───── SELECTED PASSAGE ─────

By Jennifer Janviere
This past December, I was among the lucky few Americans who are able to travel to Cuba legally via an academic research license. I went to the country on a week-long tour as a member of a group of educators. The tour centered around the Cuban educational system, and during this trip we were able to get an up close and personal look inside elementary schools, a teacher’s union, a local version of the Boys and Girls’ Club, the Latin American School of Medicine (ELAM) and even the University of Havana.
Highlights of the visit included seeing cultural sites of Havana and its many diverse neighborhoods, the National Art Museum and the Museum of Literacy (Cuba boasts a 97% literacy rate). When were weren’t visiting educational facilities, the group also viewed Jesuit churches in the squares of Old Havana and took a ferry across the Bay of Regla, (the center of Afro Cuban culture) where we learned about traditional Yoruba religions mixing with Catholicism to produce the modern day Santeria religion.
The trip was also a valuable opportunity to talk with many people that we as Americans don’t often get to meet, and to learn about their daily lives, hopes, aspirations and struggles. The visit reaffirmed the realization that there are more similarities that unite us as people than differences that separate us, and gave me hope for the future of diplomatic relations between our two nations.
Jennifer Janviere is a multimedia specialist and instructor in the Diederich College of Communication at Marquette University.

───── RECORD EXTRACTS ─────

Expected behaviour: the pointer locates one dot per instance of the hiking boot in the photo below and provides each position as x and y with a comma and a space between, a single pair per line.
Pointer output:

─────
───── RECORD EXTRACTS ─────

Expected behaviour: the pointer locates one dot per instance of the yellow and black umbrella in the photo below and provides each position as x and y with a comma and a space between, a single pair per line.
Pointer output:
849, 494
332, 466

─────

▶ **LIST OF TASKS**:
• 1. Reproduce word for word the part of the account of the Cuba trip starting with "Highlights of the" and going on through "day Santeria religion.".
• 2. According to the account of the Cuba trip, what literacy rate does Cuba boast?
The data has no connection to the account of the Cuba trip.

▶ **REPLIES**:
• 1.
Highlights of the visit included seeing cultural sites of Havana and its many diverse neighborhoods, the National Art Museum and the Museum of Literacy (Cuba boasts a 97% literacy rate). When were weren’t visiting educational facilities, the group also viewed Jesuit churches in the squares of Old Havana and took a ferry across the Bay of Regla, (the center of Afro Cuban culture) where we learned about traditional Yoruba religions mixing with Catholicism to produce the modern day Santeria religion.

• 2. 97%